▶ [Task to carry out] An exact, line-by-line copy is needed, beginning at the line with "Expected: one dot placed on each instance of the cruise" and ending at the last line of the listing below.

▶ [Given records]
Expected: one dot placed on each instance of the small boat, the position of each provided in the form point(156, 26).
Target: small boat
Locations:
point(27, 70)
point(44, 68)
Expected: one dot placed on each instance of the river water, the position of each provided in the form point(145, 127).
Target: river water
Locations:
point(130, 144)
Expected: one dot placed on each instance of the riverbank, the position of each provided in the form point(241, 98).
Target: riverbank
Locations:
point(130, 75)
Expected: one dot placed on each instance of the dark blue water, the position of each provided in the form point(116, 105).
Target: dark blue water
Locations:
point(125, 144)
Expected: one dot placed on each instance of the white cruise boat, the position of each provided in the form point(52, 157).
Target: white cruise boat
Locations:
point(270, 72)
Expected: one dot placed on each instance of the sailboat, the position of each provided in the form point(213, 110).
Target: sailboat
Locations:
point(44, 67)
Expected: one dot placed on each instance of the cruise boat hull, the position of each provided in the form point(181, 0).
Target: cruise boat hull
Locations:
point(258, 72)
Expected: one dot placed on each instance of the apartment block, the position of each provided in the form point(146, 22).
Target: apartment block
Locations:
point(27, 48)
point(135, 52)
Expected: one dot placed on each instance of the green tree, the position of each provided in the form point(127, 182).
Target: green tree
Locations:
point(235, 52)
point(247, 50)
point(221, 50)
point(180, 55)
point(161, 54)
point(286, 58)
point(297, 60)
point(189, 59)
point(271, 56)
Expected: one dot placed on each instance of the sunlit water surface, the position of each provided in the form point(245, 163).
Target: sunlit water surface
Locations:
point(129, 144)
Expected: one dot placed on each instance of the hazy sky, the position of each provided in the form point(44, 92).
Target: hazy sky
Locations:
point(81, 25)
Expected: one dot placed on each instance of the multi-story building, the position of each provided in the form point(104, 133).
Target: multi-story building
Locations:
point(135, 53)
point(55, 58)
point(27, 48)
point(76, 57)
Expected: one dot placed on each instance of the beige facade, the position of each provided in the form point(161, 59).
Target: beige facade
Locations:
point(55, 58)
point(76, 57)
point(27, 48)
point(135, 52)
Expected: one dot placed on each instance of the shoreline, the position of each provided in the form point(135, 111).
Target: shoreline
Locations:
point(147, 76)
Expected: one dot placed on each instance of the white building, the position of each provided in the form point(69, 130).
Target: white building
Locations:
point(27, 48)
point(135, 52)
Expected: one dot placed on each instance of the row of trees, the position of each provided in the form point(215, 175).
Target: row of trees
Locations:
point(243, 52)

▶ [Written response]
Expected: one dot placed on each instance of the cruise boat hull, the position of each provided in the form point(181, 0).
Target: cruise boat hull
Locations:
point(258, 72)
Expected: one dot placed on each instance of the apartment block, the position of each provided in the form point(146, 22).
Target: apartment block
Locations:
point(27, 48)
point(135, 52)
Expected: one dot placed on each instance of the green tree, the position of each provided in the form point(127, 182).
Target: green tree
Locations:
point(235, 52)
point(247, 50)
point(221, 50)
point(180, 55)
point(161, 54)
point(286, 58)
point(297, 60)
point(189, 59)
point(271, 56)
Expected: one dot placed on each instance of the sunlit water surface, the position of each provided in the form point(245, 163).
Target: sunlit water surface
Locations:
point(129, 144)
Expected: one dot placed on each instance of the hazy sky, the position of each provided in the form point(44, 92).
Target: hazy sky
Locations:
point(81, 25)
Expected: one dot placed on each instance of the multi-story building, the position of each provided in the form point(104, 133).
Target: multi-story building
Locations:
point(135, 53)
point(55, 58)
point(27, 48)
point(76, 57)
Expected: one dot placed on each instance of the beige facade, the position of each provided in the form point(161, 59).
Target: beige facade
Locations:
point(55, 58)
point(76, 57)
point(27, 48)
point(135, 52)
Expected: one dot placed on each instance of the shoreline, the position of each provided in the form point(135, 111).
Target: shoreline
Locations:
point(147, 76)
Expected: one dot placed on each instance of the white building, the position of each provided in the form point(69, 130).
Target: white building
Locations:
point(27, 48)
point(135, 52)
Expected: one dot placed on each instance of the row of trees, the position of each provided in the form point(215, 175).
Target: row of trees
Locations:
point(243, 52)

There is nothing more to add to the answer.